** TASK STATEMENT **
Extend the passage on network function virtualization, picking up right after its final sentence.

** PASSAGE TO READ **
----------
This application is a continuation of International Patent Application No. PCT/CN2024/077543, filed on Feb. 19, 2024, which claims priority to Chinese Patent Application No. 202310333863.X, filed on Mar. 24, 2023. The disclosures of the aforementioned applications are hereby incorporated by reference in their entireties.
A network function virtualization (NFV) technology may be simply understood as migrating functions of network elements used in a telecommunication network from a current dedicated hardware platform to a general commercial-off-the-shelf (COTS) server. The NFV technology is used to convert the network elements used in the telecommunication network into independent applications, which may be flexibly deployed on a unified infrastructure platform constructed based on standard servers, storage devices, switches, and other devices. The virtualization technology is used to perform resource pooling and virtualization on an infrastructure hardware device, and provide virtual resources to upper-layer applications, to implement decoupling between applications and hardware, so that virtual resources can be quickly added for each application to quickly increase a system capacity, or virtual resources can be quickly reduced to reduce a system capacity, thereby greatly improving network resilience. General COTS servers are used to form a shared resource pool, so that a hardware device does not need to be independently deployed for a newly developed service, thereby greatly shortening a rollout period of the new service.
----------
** STORED ROWS **
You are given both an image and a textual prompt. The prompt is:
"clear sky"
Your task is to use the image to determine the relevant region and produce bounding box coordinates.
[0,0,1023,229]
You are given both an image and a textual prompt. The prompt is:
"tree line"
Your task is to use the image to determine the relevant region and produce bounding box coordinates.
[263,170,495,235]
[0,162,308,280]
----------
** THE OUTPUT **
A basis of the NFV technology includes a cloud computing technology and a virtualization technology. Hardware devices such as general COTS computing, storage, and network devices may be decomposed into multiple virtual resources by using the virtualization technology for various upper-layer applications to use. The virtualization technology is used to implement decoupling between applications and hardware, greatly increasing a virtual resource provision speed. The cloud computing technology can be used to implement flexible scaling of applications, to match virtual resources with service loads. This increases utilization of virtual resources, and increases a response rate of the system.
In the related art, all virtual machines on a host are shut down in advance, and the shut-down virtual machines are restarted after the host is restarted to take effect to a later version. For example, there are four hosts, and two virtual machines are deployed on each host. Step 1: Shut down all the virtual machines on the four hosts. Step 2: Restart the four hosts, and upgrade a cloud OS to a later version. Step 3: Start all the virtual machines on the four hosts. However, in this manner, after the virtual machines are shut down, because services provided by all the virtual machines are interrupted for more than 30 min, the services need to be switched from a current site to another site, reducing service reliability.
At least one embodiment discloses a method and an apparatus for restarting hosts in batches, and a storage medium, to reduce duration required for a service and ensure that the service is not interrupted.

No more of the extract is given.